--- Passage Enclosed Below ---

Having a baby plugs you into the world around you, writes Adrian Russell.

WHAT HAVE I learned since becoming a dad?

I could tell about all the new vocabulary I’ve picked up thanks to the articulated amount of paraphernalia that comes with a child.

Dr Brown and Koo-di are not the cool new bands you’re missing at Electric Picnic this year.

Or I could share the war stories that mean lessons are hard-earned… like always bring a spare set of clothes for the baby and yourself, stupid. That stuff goes everywhere! (Apologies to the staff and customers of Costa Coffee, Cork)

There’s new practical life skills I’ve acquired, of course, like attempting to change a nappy without having to dry-clean your shirt or tear up the carpet afterwards. Imagine the guest chefs on Saturday Brunch doing The Omelette Challenge or an F1 pitstop engineer furiously zapping off a Pirelli. But a lot more messy and dangerous.

--- End of Enclosed Passage ---
--- Extracted data Enclosed Below ---

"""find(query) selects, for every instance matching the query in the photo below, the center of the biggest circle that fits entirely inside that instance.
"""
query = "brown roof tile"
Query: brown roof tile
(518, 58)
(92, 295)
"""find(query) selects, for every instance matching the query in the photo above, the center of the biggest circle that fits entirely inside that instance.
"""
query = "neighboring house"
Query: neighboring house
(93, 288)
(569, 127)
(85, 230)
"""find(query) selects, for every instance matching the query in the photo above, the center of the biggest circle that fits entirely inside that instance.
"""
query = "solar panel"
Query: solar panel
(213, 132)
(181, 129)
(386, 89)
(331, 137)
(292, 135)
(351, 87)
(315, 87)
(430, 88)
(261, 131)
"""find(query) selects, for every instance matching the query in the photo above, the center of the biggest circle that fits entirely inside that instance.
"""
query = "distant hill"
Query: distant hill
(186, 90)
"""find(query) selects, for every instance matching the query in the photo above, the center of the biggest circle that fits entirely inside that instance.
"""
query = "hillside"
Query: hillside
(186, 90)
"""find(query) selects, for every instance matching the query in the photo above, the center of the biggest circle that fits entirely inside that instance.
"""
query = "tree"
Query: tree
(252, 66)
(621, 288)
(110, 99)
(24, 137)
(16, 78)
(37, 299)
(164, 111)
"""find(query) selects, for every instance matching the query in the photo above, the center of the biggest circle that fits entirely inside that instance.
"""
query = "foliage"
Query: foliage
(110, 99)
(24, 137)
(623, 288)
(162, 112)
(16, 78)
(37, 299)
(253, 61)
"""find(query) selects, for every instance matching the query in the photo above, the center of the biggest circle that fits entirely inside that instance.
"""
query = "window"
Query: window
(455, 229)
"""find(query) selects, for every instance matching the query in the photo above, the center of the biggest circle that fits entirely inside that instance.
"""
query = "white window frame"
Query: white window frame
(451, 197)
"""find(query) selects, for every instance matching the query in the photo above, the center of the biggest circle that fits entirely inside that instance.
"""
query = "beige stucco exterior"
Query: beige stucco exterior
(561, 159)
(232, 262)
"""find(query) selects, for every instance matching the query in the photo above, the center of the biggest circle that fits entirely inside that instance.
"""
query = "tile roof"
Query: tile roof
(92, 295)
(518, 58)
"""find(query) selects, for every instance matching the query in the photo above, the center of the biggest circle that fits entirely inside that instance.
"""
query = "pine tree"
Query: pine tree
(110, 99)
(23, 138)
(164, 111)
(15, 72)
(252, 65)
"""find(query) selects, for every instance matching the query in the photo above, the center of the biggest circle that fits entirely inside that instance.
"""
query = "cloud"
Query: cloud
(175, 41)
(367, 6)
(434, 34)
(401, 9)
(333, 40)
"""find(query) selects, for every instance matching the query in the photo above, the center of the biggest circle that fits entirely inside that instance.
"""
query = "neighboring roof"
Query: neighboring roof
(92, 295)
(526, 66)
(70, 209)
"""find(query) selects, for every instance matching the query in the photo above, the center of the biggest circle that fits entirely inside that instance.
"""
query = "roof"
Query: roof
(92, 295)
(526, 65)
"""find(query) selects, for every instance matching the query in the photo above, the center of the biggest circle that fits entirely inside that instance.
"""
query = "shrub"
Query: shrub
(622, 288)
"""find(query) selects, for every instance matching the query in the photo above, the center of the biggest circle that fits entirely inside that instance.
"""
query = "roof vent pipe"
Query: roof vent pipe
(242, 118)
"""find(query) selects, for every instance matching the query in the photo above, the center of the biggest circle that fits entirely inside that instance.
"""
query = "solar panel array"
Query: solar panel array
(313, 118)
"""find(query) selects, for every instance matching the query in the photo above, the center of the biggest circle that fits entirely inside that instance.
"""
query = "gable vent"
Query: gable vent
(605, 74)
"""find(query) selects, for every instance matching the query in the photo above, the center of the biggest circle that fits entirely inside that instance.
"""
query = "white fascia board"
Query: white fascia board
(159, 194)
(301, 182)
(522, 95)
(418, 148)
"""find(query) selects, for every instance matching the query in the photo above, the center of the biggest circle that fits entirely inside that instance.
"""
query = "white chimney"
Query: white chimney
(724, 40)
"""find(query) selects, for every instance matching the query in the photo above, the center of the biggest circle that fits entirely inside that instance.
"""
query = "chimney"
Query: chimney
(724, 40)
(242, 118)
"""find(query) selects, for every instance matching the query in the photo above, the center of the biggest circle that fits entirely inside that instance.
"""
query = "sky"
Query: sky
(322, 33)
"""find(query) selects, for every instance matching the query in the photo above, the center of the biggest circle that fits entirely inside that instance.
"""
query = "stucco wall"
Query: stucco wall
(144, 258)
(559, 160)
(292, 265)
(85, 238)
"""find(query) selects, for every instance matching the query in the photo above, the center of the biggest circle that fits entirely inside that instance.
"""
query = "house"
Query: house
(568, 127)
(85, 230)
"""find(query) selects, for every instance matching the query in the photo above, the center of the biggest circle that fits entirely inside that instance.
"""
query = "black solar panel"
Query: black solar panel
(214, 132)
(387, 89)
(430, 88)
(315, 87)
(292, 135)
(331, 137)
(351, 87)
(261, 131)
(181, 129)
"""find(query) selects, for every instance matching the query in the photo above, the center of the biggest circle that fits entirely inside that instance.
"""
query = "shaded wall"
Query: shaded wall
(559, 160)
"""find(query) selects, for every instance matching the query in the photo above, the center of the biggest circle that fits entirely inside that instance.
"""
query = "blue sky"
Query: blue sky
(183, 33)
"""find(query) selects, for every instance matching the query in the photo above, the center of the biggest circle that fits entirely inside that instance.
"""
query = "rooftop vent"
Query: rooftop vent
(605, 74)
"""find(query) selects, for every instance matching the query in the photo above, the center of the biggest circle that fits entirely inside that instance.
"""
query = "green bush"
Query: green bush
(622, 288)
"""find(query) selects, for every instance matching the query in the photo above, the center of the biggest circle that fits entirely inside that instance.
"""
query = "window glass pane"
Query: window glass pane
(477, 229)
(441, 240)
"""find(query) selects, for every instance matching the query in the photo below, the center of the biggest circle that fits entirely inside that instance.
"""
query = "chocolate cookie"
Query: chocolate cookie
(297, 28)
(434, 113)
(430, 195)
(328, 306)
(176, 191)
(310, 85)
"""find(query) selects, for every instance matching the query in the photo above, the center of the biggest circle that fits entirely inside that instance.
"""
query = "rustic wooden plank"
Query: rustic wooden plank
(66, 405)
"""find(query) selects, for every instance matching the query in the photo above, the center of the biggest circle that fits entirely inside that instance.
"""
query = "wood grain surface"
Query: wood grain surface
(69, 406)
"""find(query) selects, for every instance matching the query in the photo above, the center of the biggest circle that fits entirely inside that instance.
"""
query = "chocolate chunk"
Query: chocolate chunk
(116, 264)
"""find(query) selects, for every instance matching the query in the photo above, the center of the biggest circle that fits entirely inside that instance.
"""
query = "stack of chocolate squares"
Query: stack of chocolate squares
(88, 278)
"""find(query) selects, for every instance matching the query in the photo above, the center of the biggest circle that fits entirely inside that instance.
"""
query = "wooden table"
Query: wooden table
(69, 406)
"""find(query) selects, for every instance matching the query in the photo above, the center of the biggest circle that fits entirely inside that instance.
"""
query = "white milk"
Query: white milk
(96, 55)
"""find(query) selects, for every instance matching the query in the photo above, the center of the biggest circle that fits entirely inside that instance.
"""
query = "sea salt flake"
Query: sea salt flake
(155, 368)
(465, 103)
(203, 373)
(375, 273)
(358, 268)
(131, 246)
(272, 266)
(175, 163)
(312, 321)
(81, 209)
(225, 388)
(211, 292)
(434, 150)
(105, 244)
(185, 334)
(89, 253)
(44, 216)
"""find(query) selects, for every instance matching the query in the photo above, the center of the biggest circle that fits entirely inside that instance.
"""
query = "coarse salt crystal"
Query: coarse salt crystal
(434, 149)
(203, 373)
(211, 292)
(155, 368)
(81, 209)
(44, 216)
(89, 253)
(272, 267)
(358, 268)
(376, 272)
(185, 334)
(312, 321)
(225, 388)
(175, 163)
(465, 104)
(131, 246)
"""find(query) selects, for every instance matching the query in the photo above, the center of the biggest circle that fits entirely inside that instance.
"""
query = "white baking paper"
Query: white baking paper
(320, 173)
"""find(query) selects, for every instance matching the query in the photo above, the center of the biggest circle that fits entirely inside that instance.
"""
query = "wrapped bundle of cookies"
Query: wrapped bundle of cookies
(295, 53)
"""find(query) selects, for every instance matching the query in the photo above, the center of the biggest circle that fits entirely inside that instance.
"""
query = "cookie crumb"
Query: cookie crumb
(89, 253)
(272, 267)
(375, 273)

--- End of Enclosed Extracted data ---

■ **Tasks to complete**
1 - Sum up the piece on becoming a dad in two sentences.
2 - Keep writing the piece on becoming a dad, picking up after its last sentence.
The items are separate material and have nothing to do with the piece on becoming a dad.

■ **Responses in order**
1 - Adrian Russell writes that having a baby plugs you into the world around you, and he asks what he has learned since becoming a dad. He points to the new words that come with all the baby gear, hard-earned lessons like always bringing a spare set of clothes for the baby and yourself, and new skills such as changing a nappy without having to dry-clean your shirt or tear up the carpet.

2 -
The sleep deprivation is like visiting another country. No matter how many books you read beforehand, you won’t know it ‘til you go there. People, in the run up, will grab you by the elbow and whisper that the first X weeks/months/years are the worst.

For us it was probably six tough weeks in which I watched a lot of Copa America, drank a lot of early-morning coffee and drove my newborn baby to the homes of friends or family, before reversing out of the driveway like I’d stolen the car.

But you know all that stuff.

For me, really, it’s been about the new perspective.

Without overstating it — it hasn’t been that dramatic — it has added a filter to the lens through which I see the world.

It’s like Fr Dougal realising suddenly that ‘those women were in the nip’ as he rattles down the street on his milk float.

I find myself wondering several times a day how my parents did this with four of us and less help and everything else. I’ve a whole new appreciation for the job they did, the sacrifices they made, the sleep they lost. I can imagine that understanding will only grow more as I spend more money, time and energy on my kid.

‘There’s worse dopes than us have done it’

The arrival of a first baby is the twist at the end of a good film that sparks a flashback montage in the protagonist’s mind in which the pieces come together. Wait a minute…. my mam and dad… were there the whole time!

As well as looking back, it forces you to look out into the world. For me anyway.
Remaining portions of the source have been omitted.